● What needs to be done: Only lines with the string "fence" should be returned from the data below.

Data entries:
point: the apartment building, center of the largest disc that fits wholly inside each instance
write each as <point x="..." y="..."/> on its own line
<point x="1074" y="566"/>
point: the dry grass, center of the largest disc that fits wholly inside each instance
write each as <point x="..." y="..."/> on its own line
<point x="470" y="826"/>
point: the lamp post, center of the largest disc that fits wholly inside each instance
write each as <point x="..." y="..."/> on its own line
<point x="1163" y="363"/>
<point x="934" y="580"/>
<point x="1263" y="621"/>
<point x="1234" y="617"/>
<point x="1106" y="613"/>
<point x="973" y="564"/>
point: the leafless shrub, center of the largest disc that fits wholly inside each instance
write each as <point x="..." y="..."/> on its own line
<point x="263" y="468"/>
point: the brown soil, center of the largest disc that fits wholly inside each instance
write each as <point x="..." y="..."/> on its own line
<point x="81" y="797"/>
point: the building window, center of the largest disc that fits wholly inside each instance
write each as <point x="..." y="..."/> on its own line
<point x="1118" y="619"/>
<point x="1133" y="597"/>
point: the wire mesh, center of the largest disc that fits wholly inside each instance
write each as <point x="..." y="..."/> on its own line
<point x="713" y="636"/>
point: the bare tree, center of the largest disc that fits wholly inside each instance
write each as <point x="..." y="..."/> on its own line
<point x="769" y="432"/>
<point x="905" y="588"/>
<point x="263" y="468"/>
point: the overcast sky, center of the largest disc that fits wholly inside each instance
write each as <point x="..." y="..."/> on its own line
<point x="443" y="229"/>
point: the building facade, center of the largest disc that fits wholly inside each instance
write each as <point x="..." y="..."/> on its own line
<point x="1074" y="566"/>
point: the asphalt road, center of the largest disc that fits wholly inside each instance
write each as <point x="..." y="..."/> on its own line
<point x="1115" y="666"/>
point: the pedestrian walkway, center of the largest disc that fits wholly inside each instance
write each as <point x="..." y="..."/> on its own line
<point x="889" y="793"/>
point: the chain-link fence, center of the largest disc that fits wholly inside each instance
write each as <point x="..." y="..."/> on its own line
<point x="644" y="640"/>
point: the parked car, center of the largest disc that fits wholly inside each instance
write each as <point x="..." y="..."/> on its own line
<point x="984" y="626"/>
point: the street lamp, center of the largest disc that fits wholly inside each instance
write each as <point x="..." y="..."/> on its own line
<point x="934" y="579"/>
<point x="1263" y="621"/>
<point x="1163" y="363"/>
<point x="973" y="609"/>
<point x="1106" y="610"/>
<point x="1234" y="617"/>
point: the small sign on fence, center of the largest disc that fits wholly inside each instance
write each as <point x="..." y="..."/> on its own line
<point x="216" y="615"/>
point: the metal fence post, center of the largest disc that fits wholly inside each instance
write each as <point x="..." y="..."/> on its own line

● Reply to the task:
point: the chain-link fence, center of the largest disc that fits wholly inside each instance
point: the small sign on fence, center of the largest disc that fits wholly inside each instance
point: the metal fence post, center of the largest disc that fits wholly inside each instance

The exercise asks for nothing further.